▸ Information supplied
····················

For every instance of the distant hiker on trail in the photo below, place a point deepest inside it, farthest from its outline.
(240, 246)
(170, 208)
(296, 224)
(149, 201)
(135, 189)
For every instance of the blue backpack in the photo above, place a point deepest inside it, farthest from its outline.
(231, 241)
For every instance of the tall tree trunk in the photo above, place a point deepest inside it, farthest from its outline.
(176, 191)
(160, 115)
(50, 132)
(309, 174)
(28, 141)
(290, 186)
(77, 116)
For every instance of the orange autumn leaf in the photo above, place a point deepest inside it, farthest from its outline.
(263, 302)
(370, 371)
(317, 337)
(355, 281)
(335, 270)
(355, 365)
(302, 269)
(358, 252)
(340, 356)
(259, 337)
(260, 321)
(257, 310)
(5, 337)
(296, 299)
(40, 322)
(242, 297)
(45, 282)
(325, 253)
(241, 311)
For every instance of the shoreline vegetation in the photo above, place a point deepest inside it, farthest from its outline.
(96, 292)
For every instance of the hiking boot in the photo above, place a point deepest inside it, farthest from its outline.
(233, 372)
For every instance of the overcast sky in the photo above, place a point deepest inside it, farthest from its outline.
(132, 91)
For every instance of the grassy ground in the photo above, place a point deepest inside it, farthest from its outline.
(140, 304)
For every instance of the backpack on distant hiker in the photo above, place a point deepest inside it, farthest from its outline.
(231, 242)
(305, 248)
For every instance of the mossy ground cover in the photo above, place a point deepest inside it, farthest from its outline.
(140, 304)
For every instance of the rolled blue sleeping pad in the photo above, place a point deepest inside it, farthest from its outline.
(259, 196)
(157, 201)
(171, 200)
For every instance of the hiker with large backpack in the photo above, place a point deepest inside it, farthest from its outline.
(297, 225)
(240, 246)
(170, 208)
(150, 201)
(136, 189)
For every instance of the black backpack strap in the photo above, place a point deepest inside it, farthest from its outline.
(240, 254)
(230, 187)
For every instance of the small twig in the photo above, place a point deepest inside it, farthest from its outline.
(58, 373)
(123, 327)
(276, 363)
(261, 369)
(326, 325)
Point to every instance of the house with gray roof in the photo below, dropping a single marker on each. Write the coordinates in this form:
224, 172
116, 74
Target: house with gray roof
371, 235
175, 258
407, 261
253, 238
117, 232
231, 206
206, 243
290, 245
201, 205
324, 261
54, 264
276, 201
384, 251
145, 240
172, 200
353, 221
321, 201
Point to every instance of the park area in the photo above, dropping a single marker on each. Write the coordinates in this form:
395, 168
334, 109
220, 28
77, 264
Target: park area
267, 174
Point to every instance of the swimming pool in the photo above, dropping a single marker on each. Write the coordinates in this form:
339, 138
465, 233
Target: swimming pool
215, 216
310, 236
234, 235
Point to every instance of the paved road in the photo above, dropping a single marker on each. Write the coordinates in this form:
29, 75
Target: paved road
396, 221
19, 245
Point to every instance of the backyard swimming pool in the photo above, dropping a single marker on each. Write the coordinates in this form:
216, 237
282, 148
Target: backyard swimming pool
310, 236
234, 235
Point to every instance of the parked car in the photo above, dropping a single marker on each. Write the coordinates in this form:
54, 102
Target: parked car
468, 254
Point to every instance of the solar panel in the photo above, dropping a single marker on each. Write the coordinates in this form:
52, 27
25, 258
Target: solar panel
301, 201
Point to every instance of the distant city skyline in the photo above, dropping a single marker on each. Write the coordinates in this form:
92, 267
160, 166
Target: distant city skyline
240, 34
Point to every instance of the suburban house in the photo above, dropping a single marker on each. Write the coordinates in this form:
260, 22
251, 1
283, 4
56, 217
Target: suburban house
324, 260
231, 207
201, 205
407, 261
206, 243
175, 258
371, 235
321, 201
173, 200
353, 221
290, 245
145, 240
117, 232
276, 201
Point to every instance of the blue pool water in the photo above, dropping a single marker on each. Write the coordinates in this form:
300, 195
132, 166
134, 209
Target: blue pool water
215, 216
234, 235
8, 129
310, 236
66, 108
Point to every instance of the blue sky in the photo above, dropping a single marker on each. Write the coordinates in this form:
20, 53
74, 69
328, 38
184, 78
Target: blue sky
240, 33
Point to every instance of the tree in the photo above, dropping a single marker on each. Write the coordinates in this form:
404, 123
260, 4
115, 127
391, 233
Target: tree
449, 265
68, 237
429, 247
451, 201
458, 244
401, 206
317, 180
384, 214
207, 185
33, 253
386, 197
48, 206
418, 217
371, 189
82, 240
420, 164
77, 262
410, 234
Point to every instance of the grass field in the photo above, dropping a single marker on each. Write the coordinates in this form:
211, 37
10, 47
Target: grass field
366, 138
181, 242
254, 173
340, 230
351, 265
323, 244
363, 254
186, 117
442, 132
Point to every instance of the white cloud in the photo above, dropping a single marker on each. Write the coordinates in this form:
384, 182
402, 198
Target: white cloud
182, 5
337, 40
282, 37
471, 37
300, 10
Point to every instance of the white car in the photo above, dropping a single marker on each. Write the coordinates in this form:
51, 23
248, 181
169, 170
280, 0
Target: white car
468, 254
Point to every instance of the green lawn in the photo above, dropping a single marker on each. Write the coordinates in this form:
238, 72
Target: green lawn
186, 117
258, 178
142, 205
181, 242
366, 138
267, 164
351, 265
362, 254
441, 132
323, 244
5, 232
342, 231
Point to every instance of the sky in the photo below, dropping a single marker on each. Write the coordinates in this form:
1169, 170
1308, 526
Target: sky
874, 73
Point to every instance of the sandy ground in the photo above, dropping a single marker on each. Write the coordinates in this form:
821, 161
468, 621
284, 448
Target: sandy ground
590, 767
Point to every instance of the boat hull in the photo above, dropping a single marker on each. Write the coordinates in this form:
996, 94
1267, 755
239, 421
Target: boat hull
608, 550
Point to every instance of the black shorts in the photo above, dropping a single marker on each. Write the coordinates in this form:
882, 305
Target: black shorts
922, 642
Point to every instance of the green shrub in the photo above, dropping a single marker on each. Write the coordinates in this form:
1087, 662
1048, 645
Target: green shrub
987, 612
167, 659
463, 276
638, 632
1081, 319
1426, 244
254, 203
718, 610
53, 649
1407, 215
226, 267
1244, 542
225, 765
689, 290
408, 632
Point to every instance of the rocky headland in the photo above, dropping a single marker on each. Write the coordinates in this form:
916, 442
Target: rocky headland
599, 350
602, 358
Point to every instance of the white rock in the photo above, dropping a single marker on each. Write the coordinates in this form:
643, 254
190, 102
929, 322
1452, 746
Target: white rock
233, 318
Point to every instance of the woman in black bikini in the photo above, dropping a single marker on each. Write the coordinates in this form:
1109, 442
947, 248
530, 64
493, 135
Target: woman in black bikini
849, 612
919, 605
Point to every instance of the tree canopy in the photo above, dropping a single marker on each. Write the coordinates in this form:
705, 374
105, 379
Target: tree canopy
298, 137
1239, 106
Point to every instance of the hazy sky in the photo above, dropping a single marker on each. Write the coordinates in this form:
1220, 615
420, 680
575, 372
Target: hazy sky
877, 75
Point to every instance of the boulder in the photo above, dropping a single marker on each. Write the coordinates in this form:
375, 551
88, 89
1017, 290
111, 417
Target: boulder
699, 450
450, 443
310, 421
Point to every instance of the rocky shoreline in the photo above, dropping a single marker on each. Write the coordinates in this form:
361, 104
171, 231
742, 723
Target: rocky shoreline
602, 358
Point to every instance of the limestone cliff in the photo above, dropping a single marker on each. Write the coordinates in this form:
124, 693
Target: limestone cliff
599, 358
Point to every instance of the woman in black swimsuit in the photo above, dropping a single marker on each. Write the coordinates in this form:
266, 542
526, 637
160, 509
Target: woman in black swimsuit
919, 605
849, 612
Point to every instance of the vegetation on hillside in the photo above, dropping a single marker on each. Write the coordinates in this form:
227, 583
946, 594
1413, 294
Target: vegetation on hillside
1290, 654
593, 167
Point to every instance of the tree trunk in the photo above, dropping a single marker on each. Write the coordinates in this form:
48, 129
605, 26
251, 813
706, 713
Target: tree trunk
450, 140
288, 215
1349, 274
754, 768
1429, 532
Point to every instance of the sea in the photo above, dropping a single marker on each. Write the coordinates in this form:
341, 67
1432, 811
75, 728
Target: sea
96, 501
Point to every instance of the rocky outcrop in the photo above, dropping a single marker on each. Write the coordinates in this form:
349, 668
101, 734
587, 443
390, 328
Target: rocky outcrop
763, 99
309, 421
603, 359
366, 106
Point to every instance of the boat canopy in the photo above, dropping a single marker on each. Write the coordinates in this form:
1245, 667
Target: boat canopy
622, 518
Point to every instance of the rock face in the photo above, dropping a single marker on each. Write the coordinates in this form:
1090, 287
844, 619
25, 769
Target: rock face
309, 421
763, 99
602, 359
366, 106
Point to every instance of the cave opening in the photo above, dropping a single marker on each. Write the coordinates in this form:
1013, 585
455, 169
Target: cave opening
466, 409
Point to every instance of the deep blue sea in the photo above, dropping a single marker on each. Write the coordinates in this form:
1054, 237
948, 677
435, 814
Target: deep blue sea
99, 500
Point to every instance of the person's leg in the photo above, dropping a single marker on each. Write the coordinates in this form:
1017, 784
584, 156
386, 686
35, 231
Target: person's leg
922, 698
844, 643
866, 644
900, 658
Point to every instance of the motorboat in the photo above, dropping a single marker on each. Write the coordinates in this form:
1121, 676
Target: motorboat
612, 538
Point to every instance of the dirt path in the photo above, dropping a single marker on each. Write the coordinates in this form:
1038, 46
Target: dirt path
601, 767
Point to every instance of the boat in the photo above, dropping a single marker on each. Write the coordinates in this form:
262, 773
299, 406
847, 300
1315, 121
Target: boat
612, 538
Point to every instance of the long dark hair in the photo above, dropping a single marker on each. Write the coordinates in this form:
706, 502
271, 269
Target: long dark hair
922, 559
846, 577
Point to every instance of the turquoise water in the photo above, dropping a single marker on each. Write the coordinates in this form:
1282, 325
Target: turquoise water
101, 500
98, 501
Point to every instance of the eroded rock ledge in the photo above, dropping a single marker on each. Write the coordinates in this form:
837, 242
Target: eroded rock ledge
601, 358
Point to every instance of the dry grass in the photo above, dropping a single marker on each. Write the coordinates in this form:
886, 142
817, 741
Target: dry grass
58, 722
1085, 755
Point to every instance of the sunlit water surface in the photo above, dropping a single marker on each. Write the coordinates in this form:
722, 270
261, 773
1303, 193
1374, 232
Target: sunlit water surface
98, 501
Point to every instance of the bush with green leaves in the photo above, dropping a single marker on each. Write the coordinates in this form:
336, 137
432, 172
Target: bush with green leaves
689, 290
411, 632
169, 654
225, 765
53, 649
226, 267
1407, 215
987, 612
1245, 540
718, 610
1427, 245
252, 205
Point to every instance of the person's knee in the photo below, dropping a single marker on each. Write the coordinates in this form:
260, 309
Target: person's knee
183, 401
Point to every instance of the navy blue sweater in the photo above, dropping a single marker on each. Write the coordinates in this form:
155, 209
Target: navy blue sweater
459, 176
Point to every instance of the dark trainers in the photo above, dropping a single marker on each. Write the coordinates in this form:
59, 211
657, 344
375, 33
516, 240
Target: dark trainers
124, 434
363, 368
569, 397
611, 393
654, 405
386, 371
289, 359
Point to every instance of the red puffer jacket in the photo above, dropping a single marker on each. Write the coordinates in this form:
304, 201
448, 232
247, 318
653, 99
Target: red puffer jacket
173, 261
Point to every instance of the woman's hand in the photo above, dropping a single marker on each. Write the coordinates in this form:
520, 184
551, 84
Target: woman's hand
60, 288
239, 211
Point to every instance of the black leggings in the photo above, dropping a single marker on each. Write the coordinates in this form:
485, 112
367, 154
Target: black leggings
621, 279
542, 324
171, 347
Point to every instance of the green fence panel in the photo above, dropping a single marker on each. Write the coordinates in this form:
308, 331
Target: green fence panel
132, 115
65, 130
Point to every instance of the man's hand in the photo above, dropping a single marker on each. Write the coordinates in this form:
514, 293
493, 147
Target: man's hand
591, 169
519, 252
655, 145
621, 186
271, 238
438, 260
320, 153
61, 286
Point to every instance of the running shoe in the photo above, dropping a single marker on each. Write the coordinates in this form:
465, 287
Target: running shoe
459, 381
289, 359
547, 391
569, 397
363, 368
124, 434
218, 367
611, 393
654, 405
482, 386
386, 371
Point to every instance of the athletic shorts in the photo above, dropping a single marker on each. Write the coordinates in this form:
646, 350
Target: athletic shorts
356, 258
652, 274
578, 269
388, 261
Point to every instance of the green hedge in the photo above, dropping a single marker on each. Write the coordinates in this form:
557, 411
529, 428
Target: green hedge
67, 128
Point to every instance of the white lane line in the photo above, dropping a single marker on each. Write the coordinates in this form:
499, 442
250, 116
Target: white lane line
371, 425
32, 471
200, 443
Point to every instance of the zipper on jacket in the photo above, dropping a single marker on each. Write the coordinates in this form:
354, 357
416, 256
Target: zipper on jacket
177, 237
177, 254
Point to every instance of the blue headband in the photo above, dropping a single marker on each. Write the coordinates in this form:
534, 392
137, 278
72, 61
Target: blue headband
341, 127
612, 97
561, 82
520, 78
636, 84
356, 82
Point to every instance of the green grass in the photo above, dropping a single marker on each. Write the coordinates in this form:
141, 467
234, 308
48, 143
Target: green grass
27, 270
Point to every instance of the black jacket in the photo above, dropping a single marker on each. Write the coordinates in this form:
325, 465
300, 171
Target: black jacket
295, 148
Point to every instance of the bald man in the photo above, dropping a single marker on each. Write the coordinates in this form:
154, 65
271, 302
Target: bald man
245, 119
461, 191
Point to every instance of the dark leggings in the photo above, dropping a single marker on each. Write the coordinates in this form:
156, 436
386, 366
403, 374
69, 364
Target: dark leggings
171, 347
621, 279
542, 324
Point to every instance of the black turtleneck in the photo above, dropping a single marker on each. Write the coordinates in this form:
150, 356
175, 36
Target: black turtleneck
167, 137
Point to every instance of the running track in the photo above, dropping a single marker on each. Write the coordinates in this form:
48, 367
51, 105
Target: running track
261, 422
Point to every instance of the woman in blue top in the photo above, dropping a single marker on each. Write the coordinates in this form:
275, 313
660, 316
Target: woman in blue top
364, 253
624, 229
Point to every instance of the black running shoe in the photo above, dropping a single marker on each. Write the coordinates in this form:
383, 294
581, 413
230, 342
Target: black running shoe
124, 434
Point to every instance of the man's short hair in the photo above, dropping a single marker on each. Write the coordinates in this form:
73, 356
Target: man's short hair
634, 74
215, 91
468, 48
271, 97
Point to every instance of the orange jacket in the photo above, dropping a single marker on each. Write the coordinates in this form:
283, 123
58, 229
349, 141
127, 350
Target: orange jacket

····················

▸ Directions
Repeat word for word every line from the one that holds "Point to every instance of the black running" to the end. Both ends count.

▸ Result
Point to every instance of the black running shoe in the photo above, dropping a single marker on each. Write the coordinates in this form:
383, 294
581, 413
230, 342
Target: black running shoe
124, 434
Point to every instance of the man's short hair in the photo above, dropping a single marker on each. Write the coordinates in this form:
73, 356
Target: man's short hair
634, 74
215, 91
468, 48
271, 97
Point to every instance of the orange jacket in the photo above, dropping a single marker on each. Write the coordinates in this form:
283, 123
58, 229
349, 141
127, 350
Target: orange jacket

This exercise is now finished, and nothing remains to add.